Inside Scientology: The Story of America's Most Secretive Religion
- Author: Janet Reitman
- Language: English
- Subject: Church of Scientology
- Publisher: Houghton Mifflin
- Publication date: 2011
- Publication place: United States
- Media type: Print (hardcover)
- Pages: 444
- ISBN: 978-0-618-88302-8

= Inside Scientology: The Story of America's Most Secretive Religion =

2011 book by Janet Reitman

Inside Scientology: The Story of America's Most Secretive Religion is a 2011 book by journalist Janet Reitman in which the author examines the Church of Scientology. Reitman, a contributing editor for Rolling Stone, began studying the church in 2005. She published an article in Rolling Stone about Scientology the next year and continued her research for five years culminating in her 2011 book.

== Content ==

The book covers the history of Scientology and discusses prominent Scientologists such as L. Ron Hubbard and Tom Cruise. It details the church's business model under the leadership of David Miscavige. It also describes Scientology controversies, such as the death of Lisa McPherson. The book devotes some attention to Scientology's broader teachings.

The Chicago Tribune wrote that the book "mostly delivers on Reitman's promise of an 'objective modern history' of the church, ... and offers up the insights of members from the church's past and present, giving the material a fresh feel and sense of fairness. She balances high-ranking defectors' eyewitness accounts of abuse with the observations of practicing Scientologists who come across as believers but not robots — and ask some pretty good questions of their own."

Records supplied:
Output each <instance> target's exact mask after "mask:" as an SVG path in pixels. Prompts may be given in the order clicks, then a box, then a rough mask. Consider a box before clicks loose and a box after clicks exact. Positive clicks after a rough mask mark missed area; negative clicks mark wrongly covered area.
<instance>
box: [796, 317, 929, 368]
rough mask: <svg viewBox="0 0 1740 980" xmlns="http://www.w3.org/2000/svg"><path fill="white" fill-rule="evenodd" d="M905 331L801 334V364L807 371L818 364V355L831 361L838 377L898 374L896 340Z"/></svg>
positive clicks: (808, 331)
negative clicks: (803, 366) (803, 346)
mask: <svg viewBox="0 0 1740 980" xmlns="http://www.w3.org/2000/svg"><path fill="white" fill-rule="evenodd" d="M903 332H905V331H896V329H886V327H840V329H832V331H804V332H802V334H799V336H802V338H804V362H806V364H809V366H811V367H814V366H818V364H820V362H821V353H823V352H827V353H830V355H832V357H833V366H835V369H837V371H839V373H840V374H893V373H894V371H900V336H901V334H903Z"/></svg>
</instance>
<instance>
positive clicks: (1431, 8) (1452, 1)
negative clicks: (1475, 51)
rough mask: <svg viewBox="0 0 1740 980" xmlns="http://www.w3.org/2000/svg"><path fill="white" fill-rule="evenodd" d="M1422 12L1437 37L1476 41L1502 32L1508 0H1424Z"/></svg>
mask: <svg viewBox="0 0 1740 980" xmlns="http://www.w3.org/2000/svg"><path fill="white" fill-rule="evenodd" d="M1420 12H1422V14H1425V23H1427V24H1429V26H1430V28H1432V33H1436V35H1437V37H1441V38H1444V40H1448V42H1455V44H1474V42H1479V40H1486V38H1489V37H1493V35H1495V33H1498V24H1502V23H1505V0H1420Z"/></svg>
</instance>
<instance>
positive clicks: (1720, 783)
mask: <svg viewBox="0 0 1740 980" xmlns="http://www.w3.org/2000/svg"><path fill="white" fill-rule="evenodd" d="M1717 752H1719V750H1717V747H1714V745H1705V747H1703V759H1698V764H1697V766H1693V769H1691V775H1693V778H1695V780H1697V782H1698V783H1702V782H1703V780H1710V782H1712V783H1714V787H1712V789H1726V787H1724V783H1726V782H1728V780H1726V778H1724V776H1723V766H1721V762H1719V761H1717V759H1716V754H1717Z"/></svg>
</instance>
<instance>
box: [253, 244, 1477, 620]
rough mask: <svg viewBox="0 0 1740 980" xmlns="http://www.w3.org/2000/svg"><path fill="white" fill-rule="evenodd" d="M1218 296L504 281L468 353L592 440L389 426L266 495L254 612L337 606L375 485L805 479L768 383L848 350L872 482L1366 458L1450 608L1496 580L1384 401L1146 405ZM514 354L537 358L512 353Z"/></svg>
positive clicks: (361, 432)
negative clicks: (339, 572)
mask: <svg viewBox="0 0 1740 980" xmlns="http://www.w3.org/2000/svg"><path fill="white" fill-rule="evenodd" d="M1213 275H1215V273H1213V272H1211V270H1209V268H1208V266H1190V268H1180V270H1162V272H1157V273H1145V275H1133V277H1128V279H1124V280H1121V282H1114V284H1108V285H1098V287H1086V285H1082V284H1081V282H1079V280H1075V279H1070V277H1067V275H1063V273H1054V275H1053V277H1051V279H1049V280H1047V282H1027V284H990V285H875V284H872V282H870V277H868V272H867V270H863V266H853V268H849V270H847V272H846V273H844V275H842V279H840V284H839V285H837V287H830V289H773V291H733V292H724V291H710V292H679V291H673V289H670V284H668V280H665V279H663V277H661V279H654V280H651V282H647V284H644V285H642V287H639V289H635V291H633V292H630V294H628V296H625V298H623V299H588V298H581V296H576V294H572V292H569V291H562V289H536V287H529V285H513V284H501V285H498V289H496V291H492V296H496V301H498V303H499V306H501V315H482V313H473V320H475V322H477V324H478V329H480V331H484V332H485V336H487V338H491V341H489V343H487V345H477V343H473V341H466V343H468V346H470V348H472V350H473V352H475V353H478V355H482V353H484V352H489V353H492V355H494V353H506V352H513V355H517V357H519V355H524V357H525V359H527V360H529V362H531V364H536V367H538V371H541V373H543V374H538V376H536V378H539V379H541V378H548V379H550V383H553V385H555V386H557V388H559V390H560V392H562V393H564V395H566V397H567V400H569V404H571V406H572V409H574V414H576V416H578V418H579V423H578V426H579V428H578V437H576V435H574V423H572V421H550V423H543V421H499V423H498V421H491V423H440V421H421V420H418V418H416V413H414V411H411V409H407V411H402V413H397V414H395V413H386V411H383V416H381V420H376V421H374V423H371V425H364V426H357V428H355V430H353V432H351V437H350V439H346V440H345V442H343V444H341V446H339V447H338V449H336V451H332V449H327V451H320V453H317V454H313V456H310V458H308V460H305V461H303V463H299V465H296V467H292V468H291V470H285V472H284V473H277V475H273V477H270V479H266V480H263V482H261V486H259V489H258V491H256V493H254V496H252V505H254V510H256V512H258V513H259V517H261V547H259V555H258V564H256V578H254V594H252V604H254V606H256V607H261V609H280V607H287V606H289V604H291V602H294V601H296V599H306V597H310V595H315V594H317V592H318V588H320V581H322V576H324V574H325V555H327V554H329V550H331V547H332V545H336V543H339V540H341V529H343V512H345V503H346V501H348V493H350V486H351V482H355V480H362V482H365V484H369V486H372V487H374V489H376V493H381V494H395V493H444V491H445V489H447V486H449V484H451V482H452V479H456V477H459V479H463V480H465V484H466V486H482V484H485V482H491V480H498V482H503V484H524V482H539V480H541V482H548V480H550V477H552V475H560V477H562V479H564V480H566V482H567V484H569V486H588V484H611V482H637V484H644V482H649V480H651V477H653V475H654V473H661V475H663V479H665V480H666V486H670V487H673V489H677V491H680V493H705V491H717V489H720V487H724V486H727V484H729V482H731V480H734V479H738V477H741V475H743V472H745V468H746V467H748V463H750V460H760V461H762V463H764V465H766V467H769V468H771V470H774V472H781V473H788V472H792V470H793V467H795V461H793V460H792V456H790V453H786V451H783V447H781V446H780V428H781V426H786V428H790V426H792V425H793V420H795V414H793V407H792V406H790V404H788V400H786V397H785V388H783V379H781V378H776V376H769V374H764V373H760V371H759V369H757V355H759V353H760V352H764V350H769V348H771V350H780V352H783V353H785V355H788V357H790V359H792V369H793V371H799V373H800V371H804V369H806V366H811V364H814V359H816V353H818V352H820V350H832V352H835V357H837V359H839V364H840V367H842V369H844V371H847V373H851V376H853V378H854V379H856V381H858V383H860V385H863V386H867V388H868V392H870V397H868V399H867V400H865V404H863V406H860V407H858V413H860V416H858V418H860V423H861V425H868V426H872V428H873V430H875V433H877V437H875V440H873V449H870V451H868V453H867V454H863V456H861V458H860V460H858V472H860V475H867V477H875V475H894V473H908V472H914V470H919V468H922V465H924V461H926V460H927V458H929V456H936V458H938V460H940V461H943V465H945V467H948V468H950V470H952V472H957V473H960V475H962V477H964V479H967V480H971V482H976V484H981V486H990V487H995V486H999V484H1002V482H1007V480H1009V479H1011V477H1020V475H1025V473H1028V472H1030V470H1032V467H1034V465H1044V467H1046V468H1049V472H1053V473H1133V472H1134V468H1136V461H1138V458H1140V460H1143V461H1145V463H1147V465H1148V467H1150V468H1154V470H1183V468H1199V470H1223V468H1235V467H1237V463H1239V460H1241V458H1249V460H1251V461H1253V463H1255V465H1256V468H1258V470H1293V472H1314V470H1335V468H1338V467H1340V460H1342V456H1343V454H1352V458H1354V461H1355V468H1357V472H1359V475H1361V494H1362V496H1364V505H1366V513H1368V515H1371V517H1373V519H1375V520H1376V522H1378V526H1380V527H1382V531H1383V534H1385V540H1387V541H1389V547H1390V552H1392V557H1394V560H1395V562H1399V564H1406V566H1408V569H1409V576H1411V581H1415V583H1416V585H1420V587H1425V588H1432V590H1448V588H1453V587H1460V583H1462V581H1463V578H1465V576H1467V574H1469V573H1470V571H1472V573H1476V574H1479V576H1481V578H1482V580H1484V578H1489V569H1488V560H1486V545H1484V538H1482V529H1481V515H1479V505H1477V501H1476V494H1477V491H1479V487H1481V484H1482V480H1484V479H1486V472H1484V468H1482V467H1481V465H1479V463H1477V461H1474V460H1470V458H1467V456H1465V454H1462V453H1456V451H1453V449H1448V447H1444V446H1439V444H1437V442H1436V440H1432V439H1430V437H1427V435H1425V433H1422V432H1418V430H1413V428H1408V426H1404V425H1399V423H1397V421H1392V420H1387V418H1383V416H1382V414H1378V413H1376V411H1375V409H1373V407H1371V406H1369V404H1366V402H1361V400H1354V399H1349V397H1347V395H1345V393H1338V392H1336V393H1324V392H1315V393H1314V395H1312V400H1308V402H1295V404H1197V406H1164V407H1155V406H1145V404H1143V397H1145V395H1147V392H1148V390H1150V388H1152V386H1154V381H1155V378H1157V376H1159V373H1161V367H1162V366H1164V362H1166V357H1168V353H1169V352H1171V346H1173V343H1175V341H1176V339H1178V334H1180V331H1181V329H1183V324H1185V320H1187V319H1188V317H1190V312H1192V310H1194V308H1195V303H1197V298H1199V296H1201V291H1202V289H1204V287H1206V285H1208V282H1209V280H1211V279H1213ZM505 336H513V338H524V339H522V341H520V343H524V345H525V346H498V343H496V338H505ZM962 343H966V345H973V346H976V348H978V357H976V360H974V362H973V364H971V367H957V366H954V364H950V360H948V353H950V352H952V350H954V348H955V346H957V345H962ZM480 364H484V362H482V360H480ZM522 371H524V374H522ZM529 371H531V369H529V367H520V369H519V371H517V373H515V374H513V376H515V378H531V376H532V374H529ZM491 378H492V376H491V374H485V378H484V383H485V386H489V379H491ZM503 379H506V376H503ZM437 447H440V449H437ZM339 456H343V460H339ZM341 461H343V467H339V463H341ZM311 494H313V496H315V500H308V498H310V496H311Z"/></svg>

Required actions:
1. According to the Inside Scientology article, in what year did Janet Reitman begin studying the church?
2. List every person named in the first paragraph under the Content heading of the Inside Scientology article.
3. From the Inside Scientology article, write out the stretch from "- Pages: 444" through "her 2011 book.".

Task-by-task solutions:
1. 2005

2. L. Ron Hubbard, Tom Cruise, David Miscavige, Lisa McPherson

3.
- Pages: 444
- ISBN: 978-0-618-88302-8

= Inside Scientology: The Story of America's Most Secretive Religion =

2011 book by Janet Reitman

Inside Scientology: The Story of America's Most Secretive Religion is a 2011 book by journalist Janet Reitman in which the author examines the Church of Scientology. Reitman, a contributing editor for Rolling Stone, began studying the church in 2005. She published an article in Rolling Stone about Scientology the next year and continued her research for five years culminating in her 2011 book.